*How to complete this task:*
For the records that follow, restate each one word for word and leave the images behind.
----
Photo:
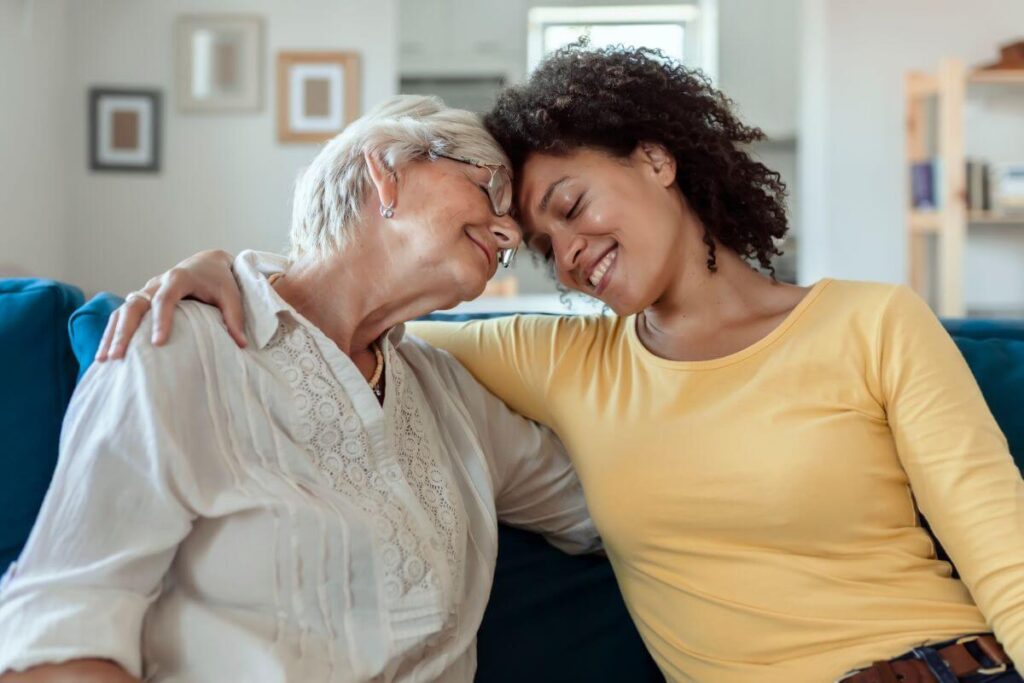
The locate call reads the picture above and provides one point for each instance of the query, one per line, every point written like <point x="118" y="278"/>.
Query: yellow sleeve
<point x="513" y="356"/>
<point x="957" y="461"/>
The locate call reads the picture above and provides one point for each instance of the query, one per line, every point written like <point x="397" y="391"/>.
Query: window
<point x="673" y="29"/>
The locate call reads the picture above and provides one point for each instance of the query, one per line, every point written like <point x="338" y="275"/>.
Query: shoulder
<point x="198" y="336"/>
<point x="867" y="301"/>
<point x="526" y="332"/>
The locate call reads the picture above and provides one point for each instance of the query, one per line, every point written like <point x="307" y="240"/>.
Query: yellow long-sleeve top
<point x="759" y="509"/>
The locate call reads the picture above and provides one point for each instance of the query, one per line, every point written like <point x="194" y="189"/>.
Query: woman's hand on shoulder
<point x="206" y="276"/>
<point x="76" y="671"/>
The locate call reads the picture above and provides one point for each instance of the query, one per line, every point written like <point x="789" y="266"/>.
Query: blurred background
<point x="136" y="132"/>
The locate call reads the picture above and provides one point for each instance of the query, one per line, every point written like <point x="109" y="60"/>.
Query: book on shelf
<point x="1009" y="181"/>
<point x="924" y="185"/>
<point x="979" y="196"/>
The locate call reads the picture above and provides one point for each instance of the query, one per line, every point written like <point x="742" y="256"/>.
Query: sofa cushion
<point x="997" y="364"/>
<point x="86" y="327"/>
<point x="985" y="329"/>
<point x="554" y="617"/>
<point x="38" y="380"/>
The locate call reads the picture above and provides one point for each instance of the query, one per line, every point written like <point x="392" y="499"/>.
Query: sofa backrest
<point x="551" y="616"/>
<point x="38" y="379"/>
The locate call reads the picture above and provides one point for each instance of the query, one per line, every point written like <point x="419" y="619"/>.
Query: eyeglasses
<point x="499" y="191"/>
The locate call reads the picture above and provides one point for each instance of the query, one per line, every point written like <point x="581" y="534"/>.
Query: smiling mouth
<point x="599" y="274"/>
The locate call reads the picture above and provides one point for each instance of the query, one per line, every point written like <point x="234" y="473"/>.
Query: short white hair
<point x="329" y="195"/>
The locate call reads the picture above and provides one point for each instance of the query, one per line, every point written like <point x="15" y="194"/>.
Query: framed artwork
<point x="218" y="62"/>
<point x="124" y="129"/>
<point x="317" y="94"/>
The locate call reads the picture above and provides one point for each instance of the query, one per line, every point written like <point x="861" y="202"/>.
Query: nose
<point x="506" y="231"/>
<point x="568" y="251"/>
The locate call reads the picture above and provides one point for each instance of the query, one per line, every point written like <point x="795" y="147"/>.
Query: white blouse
<point x="225" y="514"/>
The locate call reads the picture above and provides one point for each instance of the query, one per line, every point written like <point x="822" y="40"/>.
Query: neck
<point x="356" y="295"/>
<point x="696" y="295"/>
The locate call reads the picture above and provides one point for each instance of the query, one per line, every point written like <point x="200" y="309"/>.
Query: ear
<point x="385" y="180"/>
<point x="658" y="160"/>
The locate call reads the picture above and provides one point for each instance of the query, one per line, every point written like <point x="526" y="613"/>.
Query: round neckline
<point x="736" y="356"/>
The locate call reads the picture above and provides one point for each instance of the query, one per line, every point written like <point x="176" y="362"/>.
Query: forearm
<point x="76" y="671"/>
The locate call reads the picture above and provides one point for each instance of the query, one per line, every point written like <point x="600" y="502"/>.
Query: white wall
<point x="33" y="141"/>
<point x="224" y="181"/>
<point x="855" y="56"/>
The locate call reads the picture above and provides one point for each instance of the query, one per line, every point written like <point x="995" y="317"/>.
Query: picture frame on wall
<point x="317" y="94"/>
<point x="219" y="62"/>
<point x="124" y="129"/>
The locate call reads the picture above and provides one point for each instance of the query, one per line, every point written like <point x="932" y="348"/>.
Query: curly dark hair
<point x="614" y="98"/>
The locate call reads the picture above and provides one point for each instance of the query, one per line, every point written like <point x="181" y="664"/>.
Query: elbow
<point x="77" y="671"/>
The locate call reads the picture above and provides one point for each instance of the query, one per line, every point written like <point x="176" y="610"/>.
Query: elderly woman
<point x="321" y="505"/>
<point x="757" y="457"/>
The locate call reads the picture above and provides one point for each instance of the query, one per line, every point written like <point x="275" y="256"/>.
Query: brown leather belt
<point x="957" y="657"/>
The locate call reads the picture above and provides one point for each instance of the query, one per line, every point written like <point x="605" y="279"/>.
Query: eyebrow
<point x="551" y="190"/>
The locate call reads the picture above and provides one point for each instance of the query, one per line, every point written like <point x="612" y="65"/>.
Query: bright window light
<point x="668" y="28"/>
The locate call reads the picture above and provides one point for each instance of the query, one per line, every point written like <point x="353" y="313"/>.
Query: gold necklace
<point x="375" y="381"/>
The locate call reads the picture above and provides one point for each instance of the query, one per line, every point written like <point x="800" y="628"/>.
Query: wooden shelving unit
<point x="941" y="279"/>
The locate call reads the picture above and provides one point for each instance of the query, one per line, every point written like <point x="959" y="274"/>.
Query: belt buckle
<point x="985" y="672"/>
----
*Response:*
Photo:
The locate call reads the picture above and provides one point for each instance of the query, one per line, every point written like <point x="118" y="278"/>.
Query: yellow sleeve
<point x="513" y="356"/>
<point x="957" y="461"/>
The locate call reads the picture above and provides one point for each instance of the query, one per line, every point written like <point x="397" y="391"/>.
Query: window
<point x="673" y="29"/>
The locate call reads the picture above and provides one point for each instance of the query, one per line, every point written like <point x="338" y="275"/>.
Query: shoulder
<point x="198" y="336"/>
<point x="867" y="301"/>
<point x="526" y="332"/>
The locate call reads the picture above and provides one point for each instance of the query, one per line, every point written like <point x="307" y="240"/>.
Query: yellow long-sleeve top
<point x="759" y="509"/>
The locate call reads the picture above and provides one point for each instance of the query, one per line, every point written like <point x="194" y="189"/>.
Query: woman's hand on shoulder
<point x="206" y="276"/>
<point x="76" y="671"/>
The locate call reads the picture above and provides one point for each instance of the query, one per line, every point written like <point x="789" y="266"/>.
Query: blurred background
<point x="136" y="132"/>
The locate call reads the picture above and provides one point for each instance of the query, one per line, every point written like <point x="109" y="60"/>.
Query: book on shelf
<point x="1009" y="181"/>
<point x="924" y="185"/>
<point x="979" y="196"/>
The locate call reads the picture above and provides one point for each instance of the query, one per line, every point written like <point x="742" y="256"/>.
Query: sofa cushion
<point x="997" y="364"/>
<point x="86" y="327"/>
<point x="985" y="329"/>
<point x="554" y="617"/>
<point x="38" y="380"/>
The locate call reads the picture above and provides one point for each instance of the query, one per line, every point written like <point x="392" y="499"/>.
Query: sofa backrest
<point x="551" y="616"/>
<point x="38" y="379"/>
The locate call reads the picture above and provides one point for each instance of the query, one per line, every point written like <point x="419" y="619"/>.
Query: eyeglasses
<point x="499" y="191"/>
The locate call reads the picture above and provides one point for each instance of the query, one per line, every point written like <point x="581" y="534"/>.
Query: smiling mouth
<point x="599" y="274"/>
The locate call reads the picture above and provides one point for each instance of the query, one per line, every point written like <point x="234" y="473"/>.
Query: short white hair
<point x="329" y="195"/>
The locate call reads the picture above and provides one point for each instance of the query, one per line, every point written like <point x="15" y="194"/>.
Query: framed artwork
<point x="218" y="62"/>
<point x="124" y="129"/>
<point x="317" y="94"/>
The locate call reads the picture above and provides one point for each instance of the query, one per line, every point written like <point x="861" y="202"/>.
Query: nose
<point x="506" y="231"/>
<point x="568" y="251"/>
The locate call reads the picture above and provides one point for each instance of the query, one per line, every point written like <point x="795" y="147"/>.
Query: white blouse
<point x="225" y="514"/>
The locate call reads the picture above and provides one point for each instance of the query, one per line, every point written like <point x="822" y="40"/>.
Query: neck
<point x="356" y="295"/>
<point x="696" y="295"/>
The locate call reads the picture above and provides one point for each instance of the query, one per line, every point written like <point x="200" y="309"/>.
Query: ear
<point x="385" y="180"/>
<point x="658" y="160"/>
The locate call reads the picture above and provides one point for each instance of the query, one per line, every point written like <point x="526" y="613"/>.
Query: round neckline
<point x="736" y="356"/>
The locate call reads the picture above and provides one point for each instance of the query, one per line, every point written like <point x="176" y="362"/>.
Query: forearm
<point x="76" y="671"/>
The locate call reads the picture above and provides one point for each instance of the query, one per line, every point written like <point x="600" y="502"/>.
Query: white wall
<point x="33" y="141"/>
<point x="224" y="181"/>
<point x="855" y="56"/>
The locate call reads the picture above and provides one point for each instance of the query, one per line, every point written like <point x="995" y="317"/>.
Query: picture frame on wall
<point x="317" y="94"/>
<point x="219" y="62"/>
<point x="124" y="129"/>
The locate call reads the picture above and provides one point for each instance of the query, one per line, every point written like <point x="932" y="348"/>.
Query: curly dark hair
<point x="614" y="98"/>
The locate call reads the picture above and provides one point for each instance of the query, one per line, every point written like <point x="181" y="664"/>.
Query: elbow
<point x="77" y="671"/>
The locate call reads the picture above and provides one point for each instance of the query, one per line, every point written like <point x="176" y="610"/>.
Query: elderly woman
<point x="321" y="505"/>
<point x="757" y="457"/>
The locate call reads the picture above and provides one point for each instance of the query, one per line, every point written like <point x="275" y="256"/>.
Query: brown leather belt
<point x="957" y="657"/>
The locate call reads the picture above and provides one point for each instance of the query, one per line, every point written like <point x="605" y="279"/>.
Query: eyebrow
<point x="551" y="190"/>
The locate call reads the picture above and provides one point for each instance of the query, one per line, every point written like <point x="612" y="65"/>.
Query: bright window light
<point x="668" y="28"/>
The locate call reads the picture above and provides one point for each instance of the query, one per line, every point written like <point x="353" y="313"/>.
Query: gold necklace
<point x="375" y="381"/>
The locate call reads the picture above and provides one point for each instance of the query, one per line, every point written like <point x="800" y="628"/>.
Query: wooden shelving unit
<point x="941" y="279"/>
The locate call reads the picture above and provides one point for each instance of the query, one per line, every point written like <point x="959" y="274"/>.
Query: belt buckle
<point x="985" y="672"/>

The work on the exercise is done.